[WHAT YOU WILL DO] Can you extract every line of text from the data below, copying each one word for word, and omit the pictures?
▼▼▼
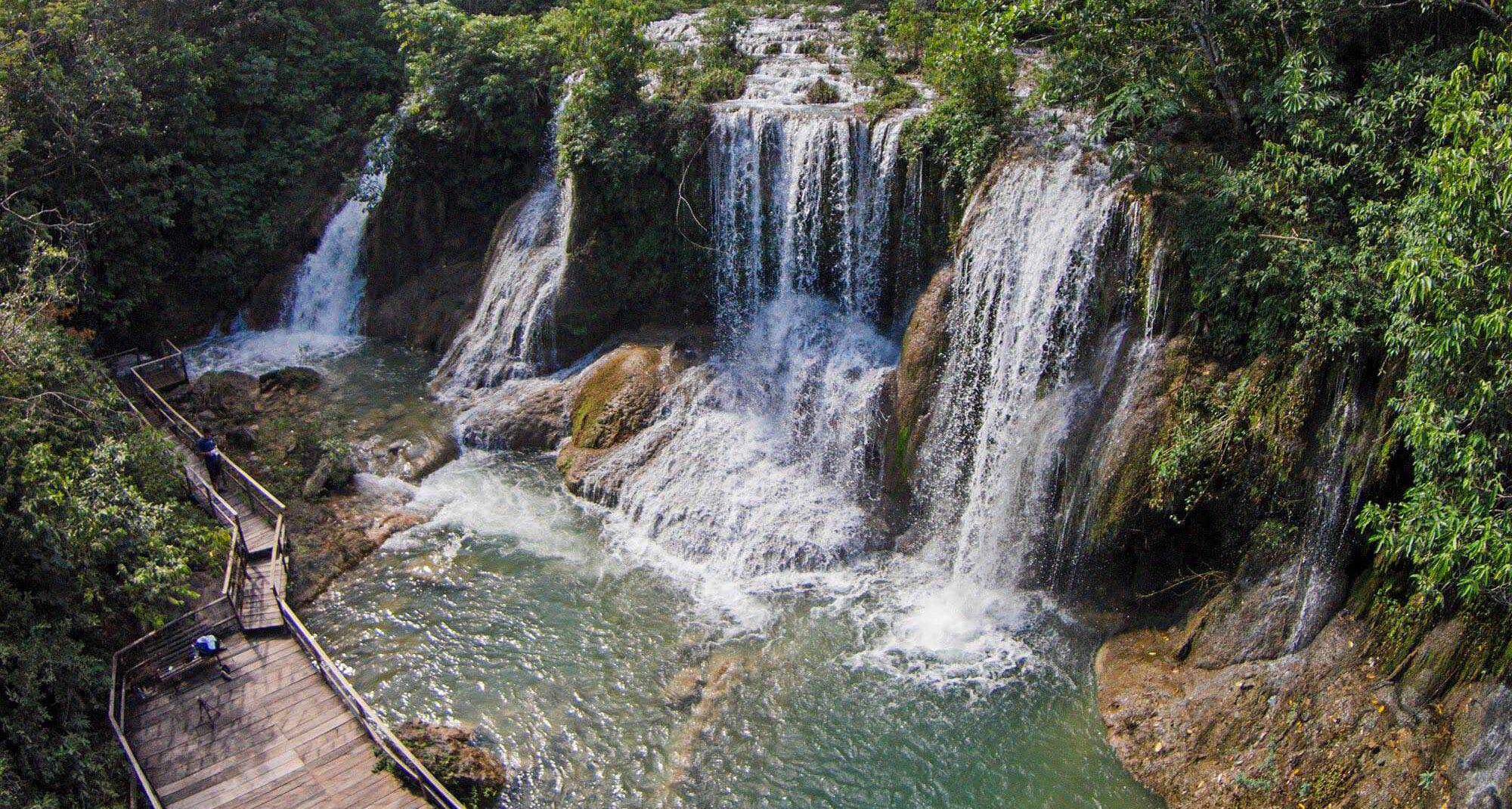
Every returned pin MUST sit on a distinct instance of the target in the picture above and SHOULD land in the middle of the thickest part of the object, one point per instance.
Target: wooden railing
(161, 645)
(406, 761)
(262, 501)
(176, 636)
▲▲▲
[RESPONSE FOR THIS EXERCISE]
Every returned pin MUST sit on a distinct instance of the target in the picture above and SHOULD land in the middle of the thickest part of the object, one point per instance.
Target: wooden railing
(161, 645)
(406, 761)
(262, 501)
(176, 636)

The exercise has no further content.